EXCERPT TO READ.
Ex. Put this formula in F2 in Sheet1 and copy the same till end of data.
=IF(OR(B3="SecondCol",B3="T2")," ",IF(ISBLANK(B2),IF(AND(ISBLANK(A2),ISBLANK(C2)),""," "),B2))
You will get some intermediate result with the above formulas.
Now put below formula in target column in Sheet2.
Ex. Sheet2!A1 , put the below formula
=IF(ROW()-ROW(E$1:E$30)+1>ROWS(Sheet1!E$1:E$30)-COUNTBLANK(Sheet1!E$1:E$30),"",INDIRECT(ADDRESS(SMALL((IF(Sheet1!E$1:E$30<>"",ROW(Sheet1!E$1:E$30),ROW()+ROWS(Sheet1!E$1:E$30))),ROW()-ROW(E$1:E$30)+1),COLUMN(Sheet1!E$1:E$30),4,,"Sheet1")))

[Data listing]

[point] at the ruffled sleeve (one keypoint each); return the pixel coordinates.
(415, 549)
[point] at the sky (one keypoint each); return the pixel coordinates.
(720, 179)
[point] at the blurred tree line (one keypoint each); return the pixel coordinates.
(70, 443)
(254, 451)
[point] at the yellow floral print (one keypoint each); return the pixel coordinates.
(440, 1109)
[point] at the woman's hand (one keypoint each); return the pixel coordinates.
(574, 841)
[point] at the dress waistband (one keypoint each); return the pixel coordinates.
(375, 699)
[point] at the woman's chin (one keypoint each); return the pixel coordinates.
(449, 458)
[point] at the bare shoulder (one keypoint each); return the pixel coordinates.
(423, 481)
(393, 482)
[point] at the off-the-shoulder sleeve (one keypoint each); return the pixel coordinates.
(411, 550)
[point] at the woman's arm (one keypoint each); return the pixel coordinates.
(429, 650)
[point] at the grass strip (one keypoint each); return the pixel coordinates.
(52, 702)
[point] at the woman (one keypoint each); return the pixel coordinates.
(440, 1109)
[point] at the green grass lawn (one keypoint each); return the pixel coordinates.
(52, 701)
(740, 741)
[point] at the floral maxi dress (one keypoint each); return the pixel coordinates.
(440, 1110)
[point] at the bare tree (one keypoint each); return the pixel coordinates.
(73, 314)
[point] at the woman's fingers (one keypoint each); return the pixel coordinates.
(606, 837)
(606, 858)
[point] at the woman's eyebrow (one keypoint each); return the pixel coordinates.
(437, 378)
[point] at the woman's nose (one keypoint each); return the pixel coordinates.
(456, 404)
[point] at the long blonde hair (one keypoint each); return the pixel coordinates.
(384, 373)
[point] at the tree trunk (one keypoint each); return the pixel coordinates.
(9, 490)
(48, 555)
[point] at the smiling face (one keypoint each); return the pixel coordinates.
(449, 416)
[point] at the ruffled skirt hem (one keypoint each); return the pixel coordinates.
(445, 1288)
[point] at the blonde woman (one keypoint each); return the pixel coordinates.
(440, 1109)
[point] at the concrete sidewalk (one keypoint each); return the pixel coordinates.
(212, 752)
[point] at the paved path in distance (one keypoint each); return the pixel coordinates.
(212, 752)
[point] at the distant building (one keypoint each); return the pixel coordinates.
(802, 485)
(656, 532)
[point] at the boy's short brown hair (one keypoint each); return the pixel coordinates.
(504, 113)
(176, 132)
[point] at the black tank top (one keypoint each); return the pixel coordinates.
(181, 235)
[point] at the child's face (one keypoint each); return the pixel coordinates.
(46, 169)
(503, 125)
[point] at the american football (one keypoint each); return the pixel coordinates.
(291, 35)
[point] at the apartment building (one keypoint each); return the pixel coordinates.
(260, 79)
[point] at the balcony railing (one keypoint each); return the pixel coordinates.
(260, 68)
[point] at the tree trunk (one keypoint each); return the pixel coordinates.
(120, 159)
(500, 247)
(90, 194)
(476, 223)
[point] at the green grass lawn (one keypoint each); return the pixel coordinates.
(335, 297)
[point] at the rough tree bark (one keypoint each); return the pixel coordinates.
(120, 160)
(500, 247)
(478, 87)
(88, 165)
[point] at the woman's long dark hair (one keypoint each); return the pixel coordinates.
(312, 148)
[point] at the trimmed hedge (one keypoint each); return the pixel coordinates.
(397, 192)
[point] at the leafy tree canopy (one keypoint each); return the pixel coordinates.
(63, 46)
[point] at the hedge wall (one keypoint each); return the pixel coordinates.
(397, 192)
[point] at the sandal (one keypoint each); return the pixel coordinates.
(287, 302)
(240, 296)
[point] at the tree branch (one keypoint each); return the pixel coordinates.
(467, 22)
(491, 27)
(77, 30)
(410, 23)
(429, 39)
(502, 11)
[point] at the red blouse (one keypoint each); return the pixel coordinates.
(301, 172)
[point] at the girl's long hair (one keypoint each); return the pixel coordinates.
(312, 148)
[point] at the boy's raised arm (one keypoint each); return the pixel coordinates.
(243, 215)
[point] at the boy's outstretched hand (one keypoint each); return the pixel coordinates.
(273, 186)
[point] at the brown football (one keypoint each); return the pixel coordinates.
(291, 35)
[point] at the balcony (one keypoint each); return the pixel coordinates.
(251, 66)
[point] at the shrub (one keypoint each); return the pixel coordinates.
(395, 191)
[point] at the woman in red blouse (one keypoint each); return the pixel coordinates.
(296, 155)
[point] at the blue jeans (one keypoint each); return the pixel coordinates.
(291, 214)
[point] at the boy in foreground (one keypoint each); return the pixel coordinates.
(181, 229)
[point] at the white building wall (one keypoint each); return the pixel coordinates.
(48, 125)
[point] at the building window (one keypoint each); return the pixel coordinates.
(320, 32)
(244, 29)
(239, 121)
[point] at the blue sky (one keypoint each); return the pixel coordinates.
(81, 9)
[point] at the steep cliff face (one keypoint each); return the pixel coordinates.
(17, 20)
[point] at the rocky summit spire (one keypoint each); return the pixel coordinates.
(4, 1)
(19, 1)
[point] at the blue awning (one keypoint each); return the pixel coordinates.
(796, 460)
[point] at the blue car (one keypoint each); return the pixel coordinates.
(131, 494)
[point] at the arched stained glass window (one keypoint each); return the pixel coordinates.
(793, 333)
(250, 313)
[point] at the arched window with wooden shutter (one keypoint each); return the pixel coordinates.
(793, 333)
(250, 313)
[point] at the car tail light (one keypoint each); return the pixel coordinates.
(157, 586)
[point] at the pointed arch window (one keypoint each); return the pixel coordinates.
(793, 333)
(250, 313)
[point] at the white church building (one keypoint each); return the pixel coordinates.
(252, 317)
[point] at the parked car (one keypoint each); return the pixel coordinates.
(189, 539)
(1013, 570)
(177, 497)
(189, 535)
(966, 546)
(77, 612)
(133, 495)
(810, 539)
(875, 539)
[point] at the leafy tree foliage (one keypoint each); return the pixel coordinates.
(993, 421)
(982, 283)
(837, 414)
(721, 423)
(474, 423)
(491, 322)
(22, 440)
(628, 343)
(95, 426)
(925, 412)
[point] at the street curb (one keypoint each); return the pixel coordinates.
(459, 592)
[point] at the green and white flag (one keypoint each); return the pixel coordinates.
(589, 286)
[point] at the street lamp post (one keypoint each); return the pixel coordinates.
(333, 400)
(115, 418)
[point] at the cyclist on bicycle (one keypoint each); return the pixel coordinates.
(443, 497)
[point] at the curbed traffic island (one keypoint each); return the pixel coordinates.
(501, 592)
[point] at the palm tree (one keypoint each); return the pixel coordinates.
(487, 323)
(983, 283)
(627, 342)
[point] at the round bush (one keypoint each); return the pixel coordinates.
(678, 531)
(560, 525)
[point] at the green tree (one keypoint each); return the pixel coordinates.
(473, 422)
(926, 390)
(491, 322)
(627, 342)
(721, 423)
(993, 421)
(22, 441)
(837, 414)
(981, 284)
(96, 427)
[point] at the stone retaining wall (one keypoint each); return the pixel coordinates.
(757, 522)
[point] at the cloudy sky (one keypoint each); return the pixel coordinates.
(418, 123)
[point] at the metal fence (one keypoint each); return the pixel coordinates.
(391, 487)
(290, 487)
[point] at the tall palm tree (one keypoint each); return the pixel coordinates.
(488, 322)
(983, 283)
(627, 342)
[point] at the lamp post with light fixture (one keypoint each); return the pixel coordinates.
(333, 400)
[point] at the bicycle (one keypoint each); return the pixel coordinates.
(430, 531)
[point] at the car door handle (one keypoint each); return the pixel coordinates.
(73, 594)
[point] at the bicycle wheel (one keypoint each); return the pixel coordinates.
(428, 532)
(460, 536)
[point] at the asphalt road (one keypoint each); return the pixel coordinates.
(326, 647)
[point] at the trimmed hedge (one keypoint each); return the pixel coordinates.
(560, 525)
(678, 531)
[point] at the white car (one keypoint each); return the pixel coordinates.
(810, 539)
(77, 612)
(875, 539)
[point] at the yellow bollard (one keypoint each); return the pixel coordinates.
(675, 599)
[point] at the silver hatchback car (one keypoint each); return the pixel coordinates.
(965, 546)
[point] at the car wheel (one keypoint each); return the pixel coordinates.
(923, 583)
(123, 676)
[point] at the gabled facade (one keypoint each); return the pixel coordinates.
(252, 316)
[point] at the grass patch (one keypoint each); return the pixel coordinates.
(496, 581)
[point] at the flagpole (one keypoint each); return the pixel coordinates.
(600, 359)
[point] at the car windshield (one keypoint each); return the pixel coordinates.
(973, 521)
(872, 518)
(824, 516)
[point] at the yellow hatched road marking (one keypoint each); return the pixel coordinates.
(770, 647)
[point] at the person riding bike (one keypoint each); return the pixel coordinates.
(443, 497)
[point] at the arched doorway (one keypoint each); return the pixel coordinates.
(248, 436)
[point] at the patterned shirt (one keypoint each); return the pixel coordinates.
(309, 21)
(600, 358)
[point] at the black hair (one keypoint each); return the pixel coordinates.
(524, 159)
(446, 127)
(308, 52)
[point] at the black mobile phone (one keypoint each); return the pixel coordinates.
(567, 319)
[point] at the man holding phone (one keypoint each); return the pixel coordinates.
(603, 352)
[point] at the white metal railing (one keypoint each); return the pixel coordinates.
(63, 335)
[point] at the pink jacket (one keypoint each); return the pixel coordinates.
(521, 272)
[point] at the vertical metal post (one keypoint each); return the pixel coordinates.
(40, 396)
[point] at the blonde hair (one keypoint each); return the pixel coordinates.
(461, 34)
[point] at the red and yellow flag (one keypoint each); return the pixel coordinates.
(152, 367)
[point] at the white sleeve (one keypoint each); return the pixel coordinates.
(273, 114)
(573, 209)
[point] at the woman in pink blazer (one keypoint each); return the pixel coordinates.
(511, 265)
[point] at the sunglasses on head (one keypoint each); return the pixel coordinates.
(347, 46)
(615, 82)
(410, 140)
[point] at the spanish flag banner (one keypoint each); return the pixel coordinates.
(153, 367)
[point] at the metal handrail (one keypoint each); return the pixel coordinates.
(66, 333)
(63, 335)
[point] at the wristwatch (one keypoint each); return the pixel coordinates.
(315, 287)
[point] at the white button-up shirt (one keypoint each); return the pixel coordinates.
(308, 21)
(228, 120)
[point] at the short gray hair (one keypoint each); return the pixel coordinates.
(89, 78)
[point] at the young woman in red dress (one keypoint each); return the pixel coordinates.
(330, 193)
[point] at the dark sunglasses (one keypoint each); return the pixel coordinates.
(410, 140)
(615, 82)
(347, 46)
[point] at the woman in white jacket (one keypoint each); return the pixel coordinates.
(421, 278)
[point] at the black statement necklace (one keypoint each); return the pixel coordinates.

GIVEN REQUEST 1.
Write out the passage of the spreadsheet formula excerpt that begins at the words "Ex. Put this" and ends after the words "the above formulas.".
GIVEN REQUEST 2.
Repeat the lines of the records, beginning at their first line and stopping after the line that has "(440, 1110)".
The records are unrelated to the spreadsheet formula excerpt.

TASK SOLUTION 1.
Ex. Put this formula in F2 in Sheet1 and copy the same till end of data.
=IF(OR(B3="SecondCol",B3="T2")," ",IF(ISBLANK(B2),IF(AND(ISBLANK(A2),ISBLANK(C2)),""," "),B2))
You will get some intermediate result with the above formulas.

TASK SOLUTION 2.
[point] at the ruffled sleeve (one keypoint each); return the pixel coordinates.
(415, 549)
[point] at the sky (one keypoint each); return the pixel coordinates.
(720, 179)
[point] at the blurred tree line (one keypoint each); return the pixel coordinates.
(70, 443)
(254, 451)
[point] at the yellow floral print (one keypoint each); return the pixel coordinates.
(440, 1109)
[point] at the woman's hand (one keypoint each); return the pixel coordinates.
(574, 841)
[point] at the dress waistband (one keypoint each); return the pixel coordinates.
(375, 699)
[point] at the woman's chin (one keypoint each); return the pixel coordinates.
(449, 458)
[point] at the bare shoulder (one keypoint each); return the pixel coordinates.
(423, 481)
(393, 482)
[point] at the off-the-shoulder sleeve (one keypoint each); return the pixel coordinates.
(411, 550)
[point] at the woman's arm (one keypoint each); return the pixel coordinates.
(429, 650)
[point] at the grass strip (one keypoint each); return the pixel coordinates.
(52, 702)
[point] at the woman (one keypoint each); return the pixel coordinates.
(440, 1109)
[point] at the green grass lawn (one keypoint each); return the pixel coordinates.
(52, 701)
(740, 741)
[point] at the floral maxi dress (one keypoint each); return the pixel coordinates.
(440, 1110)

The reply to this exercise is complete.